[DATASET ENTRIES — start]

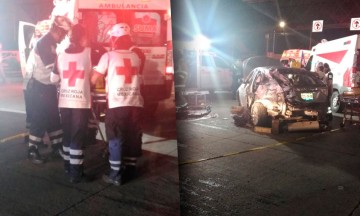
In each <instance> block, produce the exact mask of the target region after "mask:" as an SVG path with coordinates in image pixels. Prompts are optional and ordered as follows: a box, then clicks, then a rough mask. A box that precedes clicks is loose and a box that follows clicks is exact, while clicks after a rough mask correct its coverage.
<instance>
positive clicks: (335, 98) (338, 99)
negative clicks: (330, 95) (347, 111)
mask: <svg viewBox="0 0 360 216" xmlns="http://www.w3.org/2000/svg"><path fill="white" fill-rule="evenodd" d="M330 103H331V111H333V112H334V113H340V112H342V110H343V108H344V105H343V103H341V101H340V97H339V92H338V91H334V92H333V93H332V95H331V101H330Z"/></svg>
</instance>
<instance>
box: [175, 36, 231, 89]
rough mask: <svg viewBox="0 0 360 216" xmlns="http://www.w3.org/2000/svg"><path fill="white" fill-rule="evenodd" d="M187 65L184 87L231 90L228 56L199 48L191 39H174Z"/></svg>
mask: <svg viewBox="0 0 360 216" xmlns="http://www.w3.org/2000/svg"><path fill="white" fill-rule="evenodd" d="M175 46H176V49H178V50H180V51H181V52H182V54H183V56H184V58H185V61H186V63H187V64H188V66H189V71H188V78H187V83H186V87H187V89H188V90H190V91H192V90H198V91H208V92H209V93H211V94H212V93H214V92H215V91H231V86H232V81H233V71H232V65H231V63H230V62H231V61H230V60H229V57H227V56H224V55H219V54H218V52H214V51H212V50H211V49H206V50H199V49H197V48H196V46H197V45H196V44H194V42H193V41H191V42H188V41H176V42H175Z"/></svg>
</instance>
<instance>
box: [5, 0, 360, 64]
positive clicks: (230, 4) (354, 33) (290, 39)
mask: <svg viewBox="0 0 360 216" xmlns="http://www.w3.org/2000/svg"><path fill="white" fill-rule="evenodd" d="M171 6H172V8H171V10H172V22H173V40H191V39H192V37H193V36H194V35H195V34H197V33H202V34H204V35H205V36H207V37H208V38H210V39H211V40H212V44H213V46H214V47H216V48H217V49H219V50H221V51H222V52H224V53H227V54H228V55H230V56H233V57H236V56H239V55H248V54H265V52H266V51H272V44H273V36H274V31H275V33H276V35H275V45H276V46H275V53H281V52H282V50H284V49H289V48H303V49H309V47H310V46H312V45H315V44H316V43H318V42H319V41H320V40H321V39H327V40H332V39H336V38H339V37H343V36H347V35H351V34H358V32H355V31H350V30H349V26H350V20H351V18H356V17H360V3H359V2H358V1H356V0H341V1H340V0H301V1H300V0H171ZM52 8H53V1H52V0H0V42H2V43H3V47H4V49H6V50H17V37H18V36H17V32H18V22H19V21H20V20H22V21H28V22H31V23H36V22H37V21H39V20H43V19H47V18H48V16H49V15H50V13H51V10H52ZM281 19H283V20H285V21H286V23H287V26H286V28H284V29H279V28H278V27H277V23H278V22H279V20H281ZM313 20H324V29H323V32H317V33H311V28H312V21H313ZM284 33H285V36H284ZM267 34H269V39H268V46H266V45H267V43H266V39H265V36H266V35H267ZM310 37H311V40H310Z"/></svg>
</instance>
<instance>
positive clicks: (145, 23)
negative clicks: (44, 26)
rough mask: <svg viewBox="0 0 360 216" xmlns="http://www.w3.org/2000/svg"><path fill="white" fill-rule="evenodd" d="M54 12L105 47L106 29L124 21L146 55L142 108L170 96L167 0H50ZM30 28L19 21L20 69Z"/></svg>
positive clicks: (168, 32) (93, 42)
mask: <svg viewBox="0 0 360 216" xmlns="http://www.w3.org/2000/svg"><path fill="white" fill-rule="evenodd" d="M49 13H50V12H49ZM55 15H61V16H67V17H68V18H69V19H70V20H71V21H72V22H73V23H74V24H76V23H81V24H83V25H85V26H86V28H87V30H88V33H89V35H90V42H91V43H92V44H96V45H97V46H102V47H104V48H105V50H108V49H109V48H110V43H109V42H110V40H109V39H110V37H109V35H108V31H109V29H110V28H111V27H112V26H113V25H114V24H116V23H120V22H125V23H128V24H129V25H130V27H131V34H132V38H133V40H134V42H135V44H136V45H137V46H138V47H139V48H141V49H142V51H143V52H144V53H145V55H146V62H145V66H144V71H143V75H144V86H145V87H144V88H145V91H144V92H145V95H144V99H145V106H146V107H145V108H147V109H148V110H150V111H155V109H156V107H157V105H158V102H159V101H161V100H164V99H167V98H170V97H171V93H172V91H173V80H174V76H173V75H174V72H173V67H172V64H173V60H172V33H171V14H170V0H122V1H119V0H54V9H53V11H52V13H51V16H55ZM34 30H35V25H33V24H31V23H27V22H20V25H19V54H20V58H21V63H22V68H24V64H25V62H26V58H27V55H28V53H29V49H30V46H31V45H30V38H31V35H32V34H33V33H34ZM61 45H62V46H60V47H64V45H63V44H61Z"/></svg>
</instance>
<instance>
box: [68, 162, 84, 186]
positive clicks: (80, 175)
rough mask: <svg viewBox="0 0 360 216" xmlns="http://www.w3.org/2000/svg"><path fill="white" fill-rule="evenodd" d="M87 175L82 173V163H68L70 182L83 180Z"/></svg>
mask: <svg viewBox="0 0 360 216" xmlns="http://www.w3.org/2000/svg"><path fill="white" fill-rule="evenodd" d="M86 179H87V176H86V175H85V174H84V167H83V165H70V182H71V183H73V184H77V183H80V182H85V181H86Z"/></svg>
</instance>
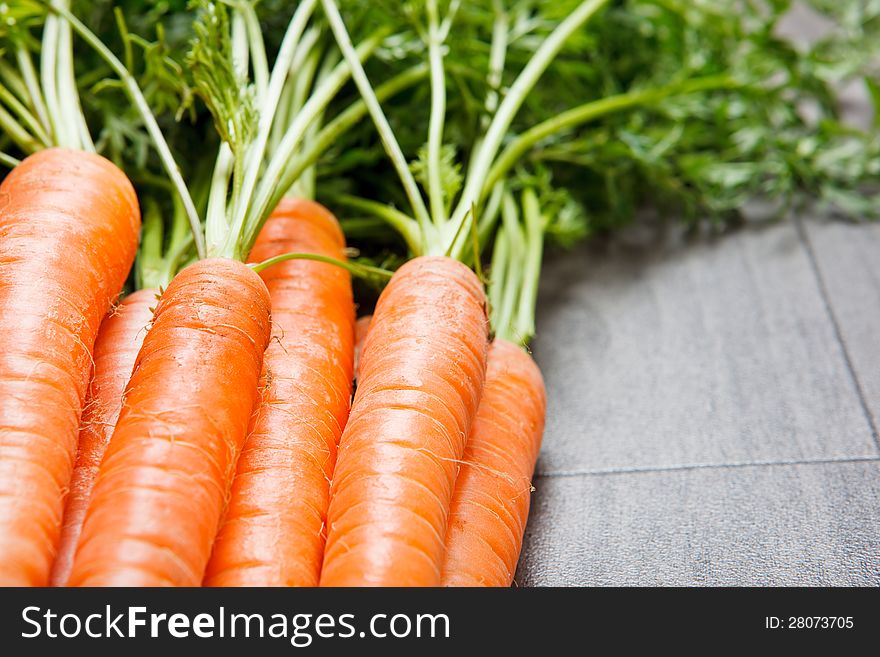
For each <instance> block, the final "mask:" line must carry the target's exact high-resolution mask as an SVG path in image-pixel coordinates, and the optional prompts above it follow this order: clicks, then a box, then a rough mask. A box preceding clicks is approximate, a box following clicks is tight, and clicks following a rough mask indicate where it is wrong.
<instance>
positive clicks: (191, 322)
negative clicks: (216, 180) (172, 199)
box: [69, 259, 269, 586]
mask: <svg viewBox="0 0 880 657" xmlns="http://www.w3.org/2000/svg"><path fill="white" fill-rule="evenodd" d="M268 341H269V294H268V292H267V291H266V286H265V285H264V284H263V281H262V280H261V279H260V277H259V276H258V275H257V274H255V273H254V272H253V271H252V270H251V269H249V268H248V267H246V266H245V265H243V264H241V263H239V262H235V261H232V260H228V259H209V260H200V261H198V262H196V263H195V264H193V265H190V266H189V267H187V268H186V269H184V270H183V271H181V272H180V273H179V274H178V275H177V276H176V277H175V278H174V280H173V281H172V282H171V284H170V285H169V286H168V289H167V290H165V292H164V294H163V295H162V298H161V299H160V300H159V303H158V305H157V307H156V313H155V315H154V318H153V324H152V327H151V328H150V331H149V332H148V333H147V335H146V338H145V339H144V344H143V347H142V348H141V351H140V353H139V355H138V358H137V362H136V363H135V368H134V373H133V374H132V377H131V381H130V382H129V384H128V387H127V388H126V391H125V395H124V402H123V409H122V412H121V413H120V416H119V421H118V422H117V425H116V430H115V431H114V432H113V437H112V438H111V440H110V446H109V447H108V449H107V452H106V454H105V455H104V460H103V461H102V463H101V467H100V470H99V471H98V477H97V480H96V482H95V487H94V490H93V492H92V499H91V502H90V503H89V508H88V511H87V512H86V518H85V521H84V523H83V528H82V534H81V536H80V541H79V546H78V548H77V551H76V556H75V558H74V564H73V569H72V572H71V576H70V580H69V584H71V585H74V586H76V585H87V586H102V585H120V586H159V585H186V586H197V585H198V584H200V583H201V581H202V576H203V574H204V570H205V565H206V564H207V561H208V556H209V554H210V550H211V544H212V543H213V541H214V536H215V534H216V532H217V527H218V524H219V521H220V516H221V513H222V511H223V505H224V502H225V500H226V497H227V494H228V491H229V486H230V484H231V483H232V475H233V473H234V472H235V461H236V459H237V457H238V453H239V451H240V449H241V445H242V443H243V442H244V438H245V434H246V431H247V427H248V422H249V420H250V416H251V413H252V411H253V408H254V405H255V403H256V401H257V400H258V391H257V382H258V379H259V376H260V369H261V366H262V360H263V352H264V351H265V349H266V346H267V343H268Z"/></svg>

[DATASET ENTRIES — finish]

WORK TASK | A single number is expected: the count of lines in the preceding entries that contain "then".

OUTPUT OF THE EXERCISE | 2